The Loopy Ewe: shop profile

sheri-family

Sheri and family

 Today’s shop profile takes us across the pond – all the way to Colorado! – to the home of The Loopy Ewe. Around since 2006, The Loopy Ewe is both a bricks and mortar, and an online shop run by Sheri Berger and her family – and the depth and breadth of the products they carry is HUGE!

The Loopy Ewe has also built a strong community, both around their store and online, with fun events like their weekly knit night, classes, retreats, and subscription clubs (which I’ve had the pleasure of designing for!). Visiting The Loopy Ewe has long been on my wishlist, even more so after working on this profile! Read on to learn from Sheri what makes The Loopy Ewe so special.

The Loopy Ewe in all it's glory!

The Loopy Ewe in all it’s glory!

Many of my readers are located in the UK and may not be familiar with The Loopy Ewe. Tell us a bit about The Loopy Ewe. How long have you had your shop and how did you get started with it? How did you come up with the name?

We started The Loopy Ewe back in 2006. My daughter and I had gotten into sock knitting and were finding it difficult to find fun sock yarns at our local yarn shop. We thought a store dedicated to just sock yarn would be great to have, so we set aside a corner of our basement and jumped in! (Ok – I did do several months of research, and then our son spent several months building the website. So I guess it was a little more involved than just jumping in.)

When we were thinking about a name, I thought “Loops” would be cute – only to find out that someone else had already thought of that fun name. So I started adding the word “loop” in different combinations, and came up with The Loopy Ewe.
________
* [Written exercise]
Extend The Loopy Ewe shop profile past its last sentence, keeping the interview's question-and-answer form.

* [Data lines]
________
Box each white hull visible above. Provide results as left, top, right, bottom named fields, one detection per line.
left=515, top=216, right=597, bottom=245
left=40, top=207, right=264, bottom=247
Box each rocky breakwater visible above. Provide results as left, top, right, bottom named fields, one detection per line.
________
* [Task result]
Since we started with just sock yarn, I wanted our Loopy sheep logo to have red socks on his feet. All mis-matched, of course. By the time the shop was a year old, we had added in other types and weights of yarn and had outgrown the basement, so we moved into a brick and mortar space. After five years and a couple of expansions, we packed up again and moved the whole shop to Colorado, because we had always wanted to live out here.

Just look at all that yarn!

Just look at all that yarn!

The Loopy Ewe is definitely a family business! How did you draft your family to get involved? Do they all knit?

They were drafted by default! In the beginning when we were just starting out, I couldn’t afford to hire help, so they were the help. (And I have to say, they were all very willing to jump in and do what was needed. I didn’t need to twist arms.) Now we have employees but our whole family still works in the business. My husband does all of the photography for the website, our son built, maintains and updates the site itself, and our daughter does media and marketing for us. I feel really lucky to get to work with all of them and to be able to brainstorm ideas with them.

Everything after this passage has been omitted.